The Woolf pipeline uses sci-kit learn to provide the following machine learning alrogithms:

Random forest trees
k nearest neighboor (kNN)

Getting Started

For a complete tutorial please see the User Guide.

Dependancies

These dependancies should be installed automatically if they are not already present:

pandas
argparse
biopython
scikit-learn
numpy

Installation

$ pip install woolf

Basic Usege

Creating a Feature Table

Run the following on the comand line, with both FASTA files in the current working directory:

featureTable [-h] [-c COMPARISONFILENAME] [-f FOLDER]
                             [-b | -t] [-p POSFASTA [POSFASTA ...]]
                             [-n NEGFASTA [NEGFASTA ...]]

Options:

-h, --help Show help message and exit.

-c, --comparisonFileName COMPARISONFILENAME An identifying tag for all output files.

----------

__Written instruction A__
According to the Woolf pipeline page, which library does the pipeline use to provide its machine learning algorithms?

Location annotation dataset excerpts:
----------

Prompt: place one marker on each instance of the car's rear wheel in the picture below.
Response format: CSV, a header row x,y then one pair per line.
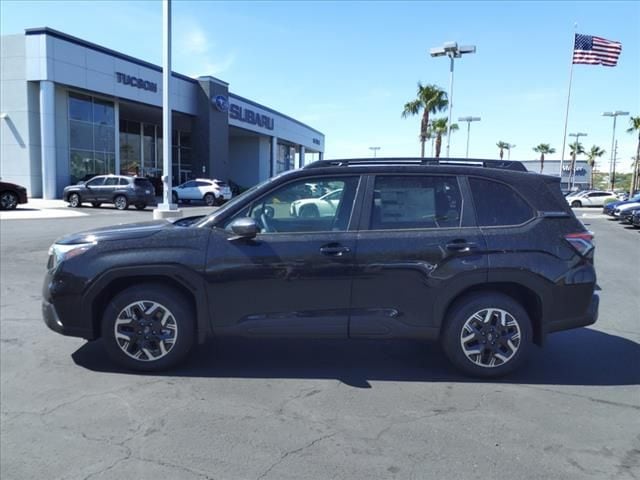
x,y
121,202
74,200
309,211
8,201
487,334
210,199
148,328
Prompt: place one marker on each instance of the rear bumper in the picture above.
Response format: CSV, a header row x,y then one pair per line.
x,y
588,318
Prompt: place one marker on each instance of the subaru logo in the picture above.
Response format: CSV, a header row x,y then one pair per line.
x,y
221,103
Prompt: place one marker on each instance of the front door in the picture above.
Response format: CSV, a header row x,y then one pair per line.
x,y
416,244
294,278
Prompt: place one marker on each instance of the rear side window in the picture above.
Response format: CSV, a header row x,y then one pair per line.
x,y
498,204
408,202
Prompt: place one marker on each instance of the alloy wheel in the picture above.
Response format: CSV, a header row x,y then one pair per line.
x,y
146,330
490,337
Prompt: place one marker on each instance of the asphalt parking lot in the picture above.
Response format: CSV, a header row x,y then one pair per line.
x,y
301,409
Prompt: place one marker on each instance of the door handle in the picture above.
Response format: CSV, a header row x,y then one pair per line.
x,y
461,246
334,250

----------

__Written instruction B__
Rewrite the stretch of rows from the line containing "Prompt: place one marker on each instance of the asphalt" through the last row, replacing "door handle" with "side mirror" and leaving everything else unchanged.

__Task answer A__
Sci-kit learn.

__Task answer B__
Prompt: place one marker on each instance of the asphalt parking lot in the picture above.
Response format: CSV, a header row x,y then one pair per line.
x,y
301,409
Prompt: place one marker on each instance of the side mirror in the picture above.
Response format: CSV, a header row x,y then one pair per line.
x,y
461,246
334,250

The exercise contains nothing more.